— Data extracts —
***
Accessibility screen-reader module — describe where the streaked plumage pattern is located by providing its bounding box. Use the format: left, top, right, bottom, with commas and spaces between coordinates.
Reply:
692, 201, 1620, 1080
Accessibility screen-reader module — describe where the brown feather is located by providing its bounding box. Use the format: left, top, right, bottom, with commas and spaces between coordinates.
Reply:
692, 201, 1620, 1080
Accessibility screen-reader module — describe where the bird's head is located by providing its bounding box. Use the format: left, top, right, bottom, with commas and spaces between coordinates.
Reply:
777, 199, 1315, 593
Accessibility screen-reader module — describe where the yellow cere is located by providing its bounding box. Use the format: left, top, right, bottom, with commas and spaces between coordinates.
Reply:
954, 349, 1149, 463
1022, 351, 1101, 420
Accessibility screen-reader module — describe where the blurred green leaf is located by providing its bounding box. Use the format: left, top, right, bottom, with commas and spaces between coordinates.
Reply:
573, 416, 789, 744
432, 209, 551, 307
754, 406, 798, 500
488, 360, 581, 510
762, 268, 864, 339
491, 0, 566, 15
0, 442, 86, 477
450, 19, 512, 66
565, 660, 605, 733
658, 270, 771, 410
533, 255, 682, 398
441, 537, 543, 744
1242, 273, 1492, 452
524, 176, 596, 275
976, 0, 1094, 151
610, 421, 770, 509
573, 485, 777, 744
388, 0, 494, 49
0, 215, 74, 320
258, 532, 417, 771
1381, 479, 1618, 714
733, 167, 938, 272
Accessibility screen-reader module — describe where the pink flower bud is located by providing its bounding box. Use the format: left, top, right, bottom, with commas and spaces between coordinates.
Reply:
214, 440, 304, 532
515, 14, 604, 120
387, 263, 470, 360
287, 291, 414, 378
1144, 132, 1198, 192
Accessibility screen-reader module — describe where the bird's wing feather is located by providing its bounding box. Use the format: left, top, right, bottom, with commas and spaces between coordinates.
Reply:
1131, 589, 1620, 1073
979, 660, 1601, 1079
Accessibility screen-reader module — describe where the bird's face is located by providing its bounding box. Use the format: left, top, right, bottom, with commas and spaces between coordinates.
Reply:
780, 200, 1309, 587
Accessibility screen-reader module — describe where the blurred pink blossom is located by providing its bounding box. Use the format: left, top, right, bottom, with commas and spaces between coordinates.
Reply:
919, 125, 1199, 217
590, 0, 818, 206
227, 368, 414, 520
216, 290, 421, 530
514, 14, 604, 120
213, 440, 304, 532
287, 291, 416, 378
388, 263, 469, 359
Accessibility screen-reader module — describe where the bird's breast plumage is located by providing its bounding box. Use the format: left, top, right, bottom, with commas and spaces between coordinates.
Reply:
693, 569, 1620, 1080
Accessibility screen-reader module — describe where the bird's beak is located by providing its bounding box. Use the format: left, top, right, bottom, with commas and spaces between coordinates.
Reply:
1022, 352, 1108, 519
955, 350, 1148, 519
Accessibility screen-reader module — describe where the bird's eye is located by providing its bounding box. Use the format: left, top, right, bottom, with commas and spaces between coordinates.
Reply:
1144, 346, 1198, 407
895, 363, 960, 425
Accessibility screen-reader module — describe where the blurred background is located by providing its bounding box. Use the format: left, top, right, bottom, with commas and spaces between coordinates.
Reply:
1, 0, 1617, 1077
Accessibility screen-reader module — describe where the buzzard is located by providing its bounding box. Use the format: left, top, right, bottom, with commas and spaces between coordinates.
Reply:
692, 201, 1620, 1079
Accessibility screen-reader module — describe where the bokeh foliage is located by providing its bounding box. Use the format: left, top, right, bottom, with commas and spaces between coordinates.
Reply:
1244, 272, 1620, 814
***
— Action item —
Print every line of the records above without a single difference.

— Answer to the problem —
Accessibility screen-reader module — describe where the streaked plumage pattern is located by providing its bounding box. Use the format: left, top, right, bottom, with commas and spaces between coordinates.
Reply:
692, 201, 1620, 1080
Accessibility screen-reader module — describe where the brown feather is located by providing its bounding box. Use the format: left, top, right, bottom, with commas and spaces between coordinates.
Reply:
692, 201, 1620, 1080
Accessibility screen-reader module — describe where the bird's head is located by providing its bounding box. Use the format: left, top, right, bottom, with commas and spaces between coordinates.
Reply:
777, 199, 1315, 593
Accessibility screen-reader module — describe where the yellow cere is located by providing its bounding box. Use the format: left, top, right, bottom, with commas and spaces between coordinates.
Reply:
954, 349, 1149, 463
1022, 351, 1101, 420
Accessibility screen-reader module — describe where the blurred green leaf is located by providing its bounding box. Use the format: left, top, right, bottom, with commas and spaces between coordinates.
Reply:
573, 416, 789, 744
432, 209, 551, 307
754, 406, 798, 500
488, 360, 581, 510
762, 268, 864, 339
491, 0, 566, 15
0, 442, 86, 477
450, 19, 512, 66
565, 660, 605, 733
658, 270, 771, 410
533, 255, 682, 398
441, 537, 543, 744
1242, 273, 1492, 452
524, 176, 596, 275
976, 0, 1094, 151
610, 421, 770, 509
573, 485, 777, 744
388, 0, 494, 49
0, 215, 74, 320
258, 532, 417, 771
1381, 479, 1618, 714
733, 167, 938, 272
Accessibility screen-reader module — describe where the pink flower bud is located by providing its bounding box. Use the format: left, top, right, bottom, with commas and spaces between coordinates.
Reply:
214, 440, 304, 532
515, 14, 604, 120
387, 263, 470, 360
287, 291, 414, 378
1144, 132, 1198, 192
Accessibility screen-reader module — describe where the bird's wing feather is located by providing its bounding box. Use the format: left, top, right, bottom, with commas and spaces between coordinates.
Reply:
1131, 589, 1620, 1073
979, 660, 1601, 1079
Accessibility screen-reader module — describe where the bird's face is located by providing its bounding box. Use the format: left, top, right, bottom, with commas and spaces between coordinates.
Reply:
780, 200, 1309, 587
Accessibility screen-reader module — describe where the blurred pink blossom is located by providing its bounding box. Use the format: left, top, right, bottom, with commas and spaces between coordinates.
Reply:
919, 125, 1199, 217
590, 0, 818, 206
227, 368, 414, 520
216, 290, 421, 530
514, 14, 604, 120
213, 440, 304, 532
287, 291, 416, 378
388, 263, 469, 359
Accessibility screen-reader module — describe where the bird's breast plumage is located by providing its bounding box. Use the format: left, top, right, bottom, with commas and spaces between coordinates.
Reply:
693, 569, 1620, 1080
Accessibility screen-reader module — describe where the bird's beak is located by providing its bounding box. Use the format: left, top, right, bottom, with commas and spaces between coordinates.
Reply:
1022, 352, 1108, 519
955, 350, 1148, 519
Accessibility screen-reader module — describe where the bird's eye is located by providing its bounding box. Use the format: left, top, right, bottom, with commas and spaces between coordinates.
Reply:
1144, 346, 1198, 407
895, 363, 960, 425
Accessibility screen-reader module — describe where the blurred background is located by providing its bounding box. Use the format: left, top, right, bottom, with commas and spaces between coordinates.
Reply:
1, 0, 1617, 1077
Accessibility screen-reader module — describe where the buzzard is located by providing its bounding box. Use the format: left, top, right, bottom, with commas and spaces between coordinates.
Reply:
692, 201, 1620, 1079
Accessibility screen-reader module — describe where the bokeh foliage is located by providing its bounding box. Use the format: left, top, right, bottom, with commas and spaces between coordinates.
Reply:
1244, 272, 1620, 814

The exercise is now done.